start Extract provided

Porter Elementary School – a place where the majority of people are undoubtedly trying their very hardest – persistently struggles to do right by its students. It is on the state’s list of lowest-performing schools, because of its high absenteeism, high suspension rate and abysmal test scores. Eight other traditional public schools in San Diego Unified School District are also on the list.
We’ve been exploring the problems at Porter through the eyes of several families and a school counselor, who all agreed the school is unsafe and denying special education services to children who should receive them.
After an hour-long discussion at this week’s San Diego Unified school board meeting, which involved community members, district staffers and the local NAACP – which has for months been trying to get answers on the situation at the school – Porter seems to be quickly becoming a symbol for the district’s inability to provide safety and alleviate the achievement gap at a handful of schools.
On Tuesday, board trustees discussed the problems we’ve raised about Porter – or some of them, anyway. District staff brought up strategies they are using to improve school safety, but never addressed the charge they are denying special education services. A 25-minute presentation, full of buzzwords and synergy-infused jargon, was more often unintelligible than enlightening.
Porter Principal Graciela Chavez and Area Superintendent Bruce Bivens continually referred back to a new mantra for the school: “Porter is a safe, collaborative and inclusive culture.” Several community speakers, after the presentation, savaged the idea that this was the true reality of Porter’s campus.
Their presentation also offered new safety data, as well as two specific classroom strategies for improving the school. The safety data, which came from a student survey, showed that a full 30 percent of students did not feel safe in the classroom last school year.
“We can assume from this trend data unless we inject different strategies … this data will continue,” Bivens said.
But the presentation suggested Bivens and Chavez have no plans for new strategies, at the moment. They implemented reforms at the beginning of the school year, they said, and plan to see them through.

end Extract provided
start Rows

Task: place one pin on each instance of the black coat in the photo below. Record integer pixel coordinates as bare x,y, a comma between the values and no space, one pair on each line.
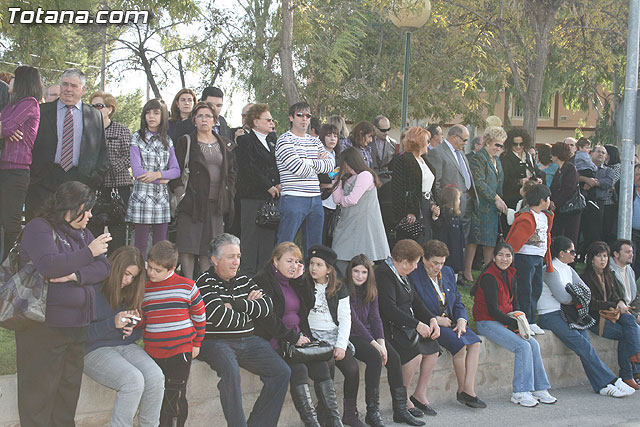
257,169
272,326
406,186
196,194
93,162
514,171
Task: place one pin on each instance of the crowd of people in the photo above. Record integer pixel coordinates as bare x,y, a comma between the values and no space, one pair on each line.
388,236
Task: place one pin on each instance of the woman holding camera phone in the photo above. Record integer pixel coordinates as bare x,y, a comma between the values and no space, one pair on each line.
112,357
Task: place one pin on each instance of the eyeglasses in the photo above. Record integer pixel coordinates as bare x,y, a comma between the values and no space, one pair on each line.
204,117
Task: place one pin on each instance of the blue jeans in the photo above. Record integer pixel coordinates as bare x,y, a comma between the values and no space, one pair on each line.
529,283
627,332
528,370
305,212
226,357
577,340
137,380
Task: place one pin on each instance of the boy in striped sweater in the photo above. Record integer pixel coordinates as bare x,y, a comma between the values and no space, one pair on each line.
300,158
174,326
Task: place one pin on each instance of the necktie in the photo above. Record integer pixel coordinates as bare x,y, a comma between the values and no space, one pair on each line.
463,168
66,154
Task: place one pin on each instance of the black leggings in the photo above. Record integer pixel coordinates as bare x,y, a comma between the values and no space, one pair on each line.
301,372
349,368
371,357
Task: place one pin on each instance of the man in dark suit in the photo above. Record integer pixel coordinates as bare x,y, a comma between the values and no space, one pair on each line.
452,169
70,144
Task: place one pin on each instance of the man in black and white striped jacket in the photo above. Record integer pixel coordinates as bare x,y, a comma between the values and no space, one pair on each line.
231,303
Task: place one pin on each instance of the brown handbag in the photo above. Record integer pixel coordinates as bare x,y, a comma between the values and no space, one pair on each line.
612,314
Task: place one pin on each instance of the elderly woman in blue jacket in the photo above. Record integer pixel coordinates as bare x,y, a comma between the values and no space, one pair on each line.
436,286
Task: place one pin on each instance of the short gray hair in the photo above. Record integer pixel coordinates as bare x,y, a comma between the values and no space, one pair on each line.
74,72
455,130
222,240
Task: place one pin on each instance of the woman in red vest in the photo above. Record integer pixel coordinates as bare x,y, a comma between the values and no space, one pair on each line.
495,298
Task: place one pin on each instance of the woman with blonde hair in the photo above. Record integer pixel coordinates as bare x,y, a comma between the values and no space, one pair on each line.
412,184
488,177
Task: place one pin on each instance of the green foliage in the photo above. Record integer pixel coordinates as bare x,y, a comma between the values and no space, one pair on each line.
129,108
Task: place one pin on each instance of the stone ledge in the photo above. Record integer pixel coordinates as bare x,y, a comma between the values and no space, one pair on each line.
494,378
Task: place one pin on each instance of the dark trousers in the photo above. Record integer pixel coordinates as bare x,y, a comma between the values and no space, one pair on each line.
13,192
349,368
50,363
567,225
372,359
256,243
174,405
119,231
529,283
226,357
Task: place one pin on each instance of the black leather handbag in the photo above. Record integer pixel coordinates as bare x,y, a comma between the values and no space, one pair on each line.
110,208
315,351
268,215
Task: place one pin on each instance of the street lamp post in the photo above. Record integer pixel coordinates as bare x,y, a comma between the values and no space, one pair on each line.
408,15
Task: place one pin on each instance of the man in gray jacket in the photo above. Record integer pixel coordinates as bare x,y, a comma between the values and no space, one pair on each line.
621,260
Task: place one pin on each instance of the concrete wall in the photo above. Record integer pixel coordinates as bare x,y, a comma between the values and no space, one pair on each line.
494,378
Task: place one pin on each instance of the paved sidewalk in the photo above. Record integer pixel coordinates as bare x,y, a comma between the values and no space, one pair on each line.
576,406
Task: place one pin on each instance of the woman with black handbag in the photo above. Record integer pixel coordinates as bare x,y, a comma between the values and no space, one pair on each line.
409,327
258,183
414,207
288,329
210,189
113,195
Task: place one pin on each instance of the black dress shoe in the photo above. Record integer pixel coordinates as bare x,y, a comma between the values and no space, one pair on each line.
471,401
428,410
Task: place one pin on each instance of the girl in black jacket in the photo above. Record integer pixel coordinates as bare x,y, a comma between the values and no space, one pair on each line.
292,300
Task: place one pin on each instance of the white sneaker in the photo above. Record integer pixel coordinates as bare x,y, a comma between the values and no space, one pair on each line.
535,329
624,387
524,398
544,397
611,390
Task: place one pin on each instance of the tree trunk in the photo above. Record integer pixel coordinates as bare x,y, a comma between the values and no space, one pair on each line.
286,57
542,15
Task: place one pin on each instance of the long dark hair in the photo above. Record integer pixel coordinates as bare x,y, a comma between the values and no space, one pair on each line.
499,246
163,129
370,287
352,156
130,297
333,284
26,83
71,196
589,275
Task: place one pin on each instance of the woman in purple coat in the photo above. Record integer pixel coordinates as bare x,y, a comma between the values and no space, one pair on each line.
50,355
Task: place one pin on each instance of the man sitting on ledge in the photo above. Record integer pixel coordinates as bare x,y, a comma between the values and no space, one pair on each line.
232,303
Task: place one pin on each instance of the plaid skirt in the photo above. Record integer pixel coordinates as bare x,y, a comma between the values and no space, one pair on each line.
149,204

end Rows

● **Directions**: Write out word for word the part of the article on Porter Elementary School that opens with the words containing "Their presentation also" and closes with "last school year.". The listing has no role in this exercise.

● **Task output**:
Their presentation also offered new safety data, as well as two specific classroom strategies for improving the school. The safety data, which came from a student survey, showed that a full 30 percent of students did not feel safe in the classroom last school year.